- _TEXTO FORNECIDO_
╔══

Tratamento promissor
e em estudo, analisa médico
Osmar Henrique Della
Torre, que tem atuação em psiquiatria de infância e é supervisor
na residência médica da Unicamp, explica que ainda não há
consenso sobre a prescrição de óleos ricos em canabinoides para
tratamento do TEA, ainda que algumas pesquisas já mostrem resultados
positivos.
"Não só no
Brasil como em todo o mundo ainda não existe um consenso sobre a
prescrição. Ainda são muitas as controvérsias sobre as
formulações que devemos utilizar. Questionamentos sobre canabidiol
puro, formulações contendo THC [elemento psicoativo da cannabis] e
quais as porcentagens que podemos utilizar sem termos efeitos
colaterais são alguns dos questionamentos levados em conta por
pesquisadores".
O médico completa
que também é necessário entender mais sobre as consequências do
uso a longo prazo.
Um publicação de
outubro de 2019 do BMC Psychiatry, periódico que reúne artigos
sobre transtornos psiquiátricos, apontou que existem três ensaios
clínicos em larga escala e cinco estudos pequenos que avaliaram o
uso de cannabis para autismo, segundo o professor da PUC.

╚══

- _MATERIAL FORNECIDO_
╔══

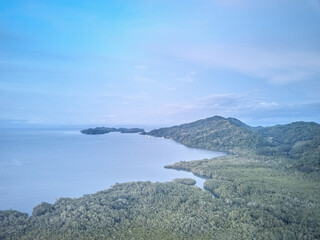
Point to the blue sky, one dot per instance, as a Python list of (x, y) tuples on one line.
[(159, 62)]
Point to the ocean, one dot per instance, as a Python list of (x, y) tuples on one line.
[(42, 165)]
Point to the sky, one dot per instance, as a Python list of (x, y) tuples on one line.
[(159, 62)]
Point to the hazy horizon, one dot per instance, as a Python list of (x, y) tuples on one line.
[(158, 63)]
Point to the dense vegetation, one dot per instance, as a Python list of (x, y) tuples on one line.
[(266, 188), (298, 142), (103, 130)]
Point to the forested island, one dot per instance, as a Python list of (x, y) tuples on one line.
[(104, 130), (267, 187)]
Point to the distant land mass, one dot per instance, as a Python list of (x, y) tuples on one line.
[(103, 130), (267, 187)]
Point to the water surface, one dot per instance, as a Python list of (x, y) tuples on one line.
[(43, 165)]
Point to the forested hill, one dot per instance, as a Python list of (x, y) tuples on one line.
[(299, 141), (215, 133), (267, 188)]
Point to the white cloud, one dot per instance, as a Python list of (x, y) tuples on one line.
[(220, 103), (143, 80), (141, 67), (277, 66), (189, 77)]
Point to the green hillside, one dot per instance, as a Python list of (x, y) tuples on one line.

╚══

- _O QUE FAZER_
(A) Diga se cada afirmação concorda com o texto sobre cannabis e autismo, respondendo sim ou não e citando as palavras do texto que decidem a questão: (i) Osmar Henrique Della Torre é supervisor na residência médica da Unicamp; (ii) segundo o médico, no Brasil já existe consenso sobre a prescrição; (iii) a publicação do BMC Psychiatry apontou cinco ensaios clínicos em larga escala.
(B) Escreva a continuação do texto sobre cannabis e autismo a partir do ponto em que ele termina.
A listagem não tem relação com o texto.

- _RESPOSTAS EM ORDEM_
(A)
(i) Sim: "é supervisor na residência médica da Unicamp".
(ii) Não: "Não só no Brasil como em todo o mundo ainda não existe um consenso sobre a prescrição."
(iii) Não: "existem três ensaios clínicos em larga escala e cinco estudos pequenos".

(B)
Um destes estudos,
realizado em Israel, avaliou a eficácia da cannabis rica em
canabidiol em 60 crianças. "O estudo constatou que 61% dos
problemas comportamentais entre os participantes foram muito
melhorados, segundo relatos dos pais. Também houve melhora nos
níveis de ansiedade em 39% das crianças e 47% na comunicação",
explicou Della Torre.
Este estudo apontou
como benefício adicional a redução do uso de medicamentos. Das 60
crianças, 24% pararam de tomar medicação e cerca de 30% reduziram
a dosagem ou quantidade.
No entanto, a
pesquisa também apontou a geração de efeitos não buscados. "Esses
efeitos colaterais geralmente incluíam hipervigilância, que levou
ao agravamento das preocupações com o sono (14%), irritabilidade
(9%), perda de apetite (9%) e inquietação (9%)".
O médico e
professor explica que o entendimento científico dos elementos da
maconha, como o tetra-hidrocanabinol (THC), responsável por ações
psicoativas como ansiedade e alucinações, e o canabidiol ampliou o
uso da planta na medicina.
"A maconha
medicinal é cada vez mais usada como tratamento ou tratamento
adjunto com diferentes níveis de eficácia em vários distúrbios
neurológicos (...) como esclerose múltipla, autismo, doença de
Parkinson e Alzheimer".
Cultivo em casa
A mãe dos meninos
conta que a terapeuta deles indicou um médico que prescreve o óleo
de cannabis. Foram quatro meses de acompanhamento até a indicação
para o tratamento. A mulher reafirma a importância de explicar que
todo o tratamento é acompanhado pelo médico e que não há
“amadorismo”.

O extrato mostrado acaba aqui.